> _YOUR OBJECTIVE_
Reproduce every line of the items below verbatim, omitting the pictures from your output.
TASK DATA: Begin
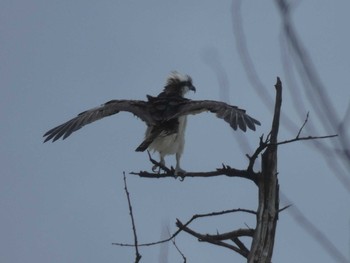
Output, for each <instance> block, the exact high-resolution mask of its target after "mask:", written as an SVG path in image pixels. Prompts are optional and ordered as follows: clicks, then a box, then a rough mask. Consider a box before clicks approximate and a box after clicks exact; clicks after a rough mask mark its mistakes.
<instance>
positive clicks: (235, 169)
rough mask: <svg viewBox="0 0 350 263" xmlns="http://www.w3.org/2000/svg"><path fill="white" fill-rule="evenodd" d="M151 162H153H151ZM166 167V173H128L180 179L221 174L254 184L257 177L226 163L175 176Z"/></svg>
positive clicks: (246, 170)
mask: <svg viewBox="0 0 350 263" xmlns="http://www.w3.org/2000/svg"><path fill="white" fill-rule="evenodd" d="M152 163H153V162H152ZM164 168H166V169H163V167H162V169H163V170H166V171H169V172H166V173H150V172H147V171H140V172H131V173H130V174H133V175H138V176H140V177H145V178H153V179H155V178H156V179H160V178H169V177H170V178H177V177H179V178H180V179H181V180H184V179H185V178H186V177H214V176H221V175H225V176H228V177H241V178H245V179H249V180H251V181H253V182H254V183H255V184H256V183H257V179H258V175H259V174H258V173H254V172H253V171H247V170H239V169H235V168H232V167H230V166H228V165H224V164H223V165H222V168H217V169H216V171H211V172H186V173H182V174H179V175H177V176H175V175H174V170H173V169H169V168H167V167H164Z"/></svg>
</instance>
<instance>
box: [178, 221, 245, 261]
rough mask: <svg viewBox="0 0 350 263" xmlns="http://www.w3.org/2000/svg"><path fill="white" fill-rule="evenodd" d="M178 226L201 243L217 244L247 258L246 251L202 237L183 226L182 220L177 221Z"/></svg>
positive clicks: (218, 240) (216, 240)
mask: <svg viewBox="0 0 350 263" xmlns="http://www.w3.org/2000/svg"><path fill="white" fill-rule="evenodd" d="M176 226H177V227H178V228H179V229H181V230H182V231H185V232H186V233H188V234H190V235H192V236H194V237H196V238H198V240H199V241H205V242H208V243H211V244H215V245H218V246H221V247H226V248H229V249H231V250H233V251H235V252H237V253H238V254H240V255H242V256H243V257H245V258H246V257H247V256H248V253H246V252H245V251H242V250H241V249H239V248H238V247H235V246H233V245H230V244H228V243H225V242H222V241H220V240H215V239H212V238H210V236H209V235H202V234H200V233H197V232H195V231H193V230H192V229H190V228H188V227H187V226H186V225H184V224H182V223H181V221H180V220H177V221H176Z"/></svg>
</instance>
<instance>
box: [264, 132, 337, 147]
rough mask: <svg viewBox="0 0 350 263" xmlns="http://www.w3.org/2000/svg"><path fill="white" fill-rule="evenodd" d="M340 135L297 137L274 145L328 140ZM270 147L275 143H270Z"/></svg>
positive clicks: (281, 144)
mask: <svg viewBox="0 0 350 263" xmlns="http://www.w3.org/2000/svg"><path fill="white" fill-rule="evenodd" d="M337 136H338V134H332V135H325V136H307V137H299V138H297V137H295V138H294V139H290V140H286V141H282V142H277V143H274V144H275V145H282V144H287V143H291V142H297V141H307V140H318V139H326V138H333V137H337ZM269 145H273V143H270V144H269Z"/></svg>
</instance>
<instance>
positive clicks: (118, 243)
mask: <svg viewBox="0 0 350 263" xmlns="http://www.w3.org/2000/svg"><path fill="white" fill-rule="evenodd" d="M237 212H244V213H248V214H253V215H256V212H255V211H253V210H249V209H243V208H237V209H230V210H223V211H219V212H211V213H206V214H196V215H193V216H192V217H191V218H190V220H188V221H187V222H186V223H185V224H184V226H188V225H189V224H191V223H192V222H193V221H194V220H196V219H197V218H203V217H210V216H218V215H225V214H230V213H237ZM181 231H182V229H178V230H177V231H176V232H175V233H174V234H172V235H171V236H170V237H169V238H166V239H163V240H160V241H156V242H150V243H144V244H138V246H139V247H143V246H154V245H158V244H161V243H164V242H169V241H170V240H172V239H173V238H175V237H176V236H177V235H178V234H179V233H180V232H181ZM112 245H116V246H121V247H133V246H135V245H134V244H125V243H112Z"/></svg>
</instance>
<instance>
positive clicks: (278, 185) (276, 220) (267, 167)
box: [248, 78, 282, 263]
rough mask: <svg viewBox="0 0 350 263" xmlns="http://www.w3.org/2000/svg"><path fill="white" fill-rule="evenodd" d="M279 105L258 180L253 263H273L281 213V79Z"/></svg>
TASK DATA: End
> _OUTPUT_
Output, for each <instance> block, the exact high-resolution mask of its target after "mask:", written as an SVG path in image pixels. Prompts are optional and ordered as follows: clicks, then a box, then a rough mask. Consider a box before clicks approximate and a box after clicks exact; clicks after a rough mask mark its mistakes.
<instance>
positive clicks: (235, 169)
rough mask: <svg viewBox="0 0 350 263" xmlns="http://www.w3.org/2000/svg"><path fill="white" fill-rule="evenodd" d="M151 162H153H151ZM166 167V173H128L180 179L221 174L254 184L257 177L226 163L175 176Z"/></svg>
positive clicks: (246, 170)
mask: <svg viewBox="0 0 350 263" xmlns="http://www.w3.org/2000/svg"><path fill="white" fill-rule="evenodd" d="M152 163H153V162H152ZM164 168H166V169H163V167H162V169H163V170H166V171H169V172H166V173H150V172H147V171H140V172H131V173H130V174H133V175H138V176H140V177H145V178H153V179H155V178H156V179H160V178H169V177H170V178H177V177H179V178H180V179H181V180H184V179H185V178H186V177H214V176H221V175H225V176H228V177H241V178H245V179H249V180H251V181H253V182H254V183H255V184H256V183H257V179H258V175H259V174H258V173H254V172H253V171H247V170H239V169H235V168H232V167H230V166H228V165H224V164H223V165H222V168H217V169H216V171H211V172H186V173H182V174H179V175H177V176H175V175H174V170H173V169H169V168H167V167H164Z"/></svg>
</instance>
<instance>
box: [178, 221, 245, 261]
rough mask: <svg viewBox="0 0 350 263" xmlns="http://www.w3.org/2000/svg"><path fill="white" fill-rule="evenodd" d="M178 226L201 243L217 244L247 258L246 251L202 237L183 226L182 220L177 221Z"/></svg>
positive clicks: (218, 240) (216, 240)
mask: <svg viewBox="0 0 350 263" xmlns="http://www.w3.org/2000/svg"><path fill="white" fill-rule="evenodd" d="M176 226H177V227H178V228H179V229H181V230H182V231H185V232H186V233H188V234H190V235H192V236H194V237H196V238H198V240H199V241H205V242H208V243H211V244H215V245H218V246H221V247H226V248H229V249H231V250H233V251H235V252H237V253H238V254H240V255H242V256H243V257H245V258H246V257H247V256H248V253H246V252H245V251H242V250H241V249H239V248H238V247H235V246H233V245H230V244H228V243H225V242H222V241H220V240H215V239H212V238H210V236H209V235H202V234H200V233H197V232H195V231H193V230H192V229H190V228H188V227H187V226H186V225H184V224H182V223H181V221H180V220H177V221H176Z"/></svg>
</instance>
<instance>
box: [264, 132, 337, 147]
rough mask: <svg viewBox="0 0 350 263" xmlns="http://www.w3.org/2000/svg"><path fill="white" fill-rule="evenodd" d="M340 135L297 137L274 145L328 140ZM270 147L275 143H270Z"/></svg>
positive clicks: (281, 144)
mask: <svg viewBox="0 0 350 263" xmlns="http://www.w3.org/2000/svg"><path fill="white" fill-rule="evenodd" d="M337 136H338V134H332V135H325V136H307V137H299V138H297V137H295V138H294V139H290V140H286V141H282V142H277V143H274V144H275V145H282V144H287V143H291V142H297V141H307V140H318V139H326V138H333V137H337ZM269 145H273V143H270V144H269Z"/></svg>
</instance>
<instance>
positive clicks: (118, 243)
mask: <svg viewBox="0 0 350 263" xmlns="http://www.w3.org/2000/svg"><path fill="white" fill-rule="evenodd" d="M237 212H244V213H248V214H253V215H256V212H255V211H253V210H249V209H243V208H237V209H230V210H223V211H219V212H211V213H206V214H196V215H193V216H192V217H191V218H190V220H188V221H187V222H186V223H185V224H184V226H188V225H189V224H191V223H192V222H193V221H194V220H196V219H197V218H203V217H210V216H218V215H225V214H230V213H237ZM181 231H182V229H178V230H177V231H176V232H175V233H174V234H172V235H171V236H170V237H169V238H166V239H163V240H160V241H156V242H150V243H144V244H138V246H139V247H143V246H154V245H158V244H161V243H164V242H169V241H170V240H172V239H173V238H175V237H176V236H177V235H178V234H179V233H180V232H181ZM112 245H116V246H121V247H133V246H135V245H134V244H125V243H112Z"/></svg>
</instance>
<instance>
positive clicks: (278, 185) (276, 220) (267, 167)
box: [248, 78, 282, 263]
rough mask: <svg viewBox="0 0 350 263" xmlns="http://www.w3.org/2000/svg"><path fill="white" fill-rule="evenodd" d="M279 105L258 180L253 263H273L281 213V79Z"/></svg>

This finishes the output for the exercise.